● What is expected:
Produce an exact copy of the lines from the line containing "[locate] white rose" through the last line of the listing below, both ends included, and nothing else.

● Data provided:
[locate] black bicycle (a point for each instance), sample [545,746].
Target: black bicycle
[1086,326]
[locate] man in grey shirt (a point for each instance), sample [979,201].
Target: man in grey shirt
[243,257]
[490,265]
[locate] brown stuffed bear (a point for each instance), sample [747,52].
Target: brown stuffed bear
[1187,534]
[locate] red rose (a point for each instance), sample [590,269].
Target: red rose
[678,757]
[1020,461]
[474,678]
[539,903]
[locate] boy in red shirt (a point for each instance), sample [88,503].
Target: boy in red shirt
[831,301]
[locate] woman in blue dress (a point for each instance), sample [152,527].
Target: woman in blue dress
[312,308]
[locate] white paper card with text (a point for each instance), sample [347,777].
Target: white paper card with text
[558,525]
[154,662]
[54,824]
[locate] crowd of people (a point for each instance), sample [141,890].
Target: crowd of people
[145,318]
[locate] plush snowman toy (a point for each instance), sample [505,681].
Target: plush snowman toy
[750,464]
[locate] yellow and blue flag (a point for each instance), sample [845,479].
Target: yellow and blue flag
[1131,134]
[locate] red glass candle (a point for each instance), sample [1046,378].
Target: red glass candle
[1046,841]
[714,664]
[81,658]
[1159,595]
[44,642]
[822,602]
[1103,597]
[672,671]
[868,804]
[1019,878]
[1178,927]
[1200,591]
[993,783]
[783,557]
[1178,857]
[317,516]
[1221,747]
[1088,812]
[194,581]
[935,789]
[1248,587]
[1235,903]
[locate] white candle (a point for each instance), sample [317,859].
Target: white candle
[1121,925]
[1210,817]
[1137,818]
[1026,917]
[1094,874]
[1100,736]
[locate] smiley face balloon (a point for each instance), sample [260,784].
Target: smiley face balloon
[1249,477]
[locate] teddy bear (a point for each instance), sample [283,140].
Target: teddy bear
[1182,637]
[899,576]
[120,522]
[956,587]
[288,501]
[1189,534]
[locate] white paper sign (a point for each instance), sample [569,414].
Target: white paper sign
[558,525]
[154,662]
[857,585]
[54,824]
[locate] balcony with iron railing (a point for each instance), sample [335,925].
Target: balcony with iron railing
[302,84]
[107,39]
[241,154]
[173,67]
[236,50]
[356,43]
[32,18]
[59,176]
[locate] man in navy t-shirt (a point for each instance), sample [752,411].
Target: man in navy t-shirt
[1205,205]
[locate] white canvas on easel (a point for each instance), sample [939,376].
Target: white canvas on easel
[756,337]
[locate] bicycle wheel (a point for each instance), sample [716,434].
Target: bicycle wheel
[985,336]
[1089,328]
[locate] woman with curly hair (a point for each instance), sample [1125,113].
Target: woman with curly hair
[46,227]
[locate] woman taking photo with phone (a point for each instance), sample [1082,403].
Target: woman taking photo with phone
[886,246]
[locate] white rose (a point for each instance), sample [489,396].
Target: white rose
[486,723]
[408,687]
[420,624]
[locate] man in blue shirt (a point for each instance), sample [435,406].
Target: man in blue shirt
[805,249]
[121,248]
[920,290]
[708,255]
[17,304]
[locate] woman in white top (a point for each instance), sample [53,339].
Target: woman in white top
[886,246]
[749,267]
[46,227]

● Result:
[locate] white rose (a point for each instance), sample [489,396].
Target: white rose
[486,723]
[408,687]
[420,624]
[locate] man in blue shirt (a point for each instance), sample [435,406].
Target: man in blue shirt
[805,249]
[121,248]
[920,290]
[708,255]
[17,304]
[locate] woman in white top (a point for each instance), sample [53,339].
Target: woman in white top
[886,246]
[749,267]
[46,227]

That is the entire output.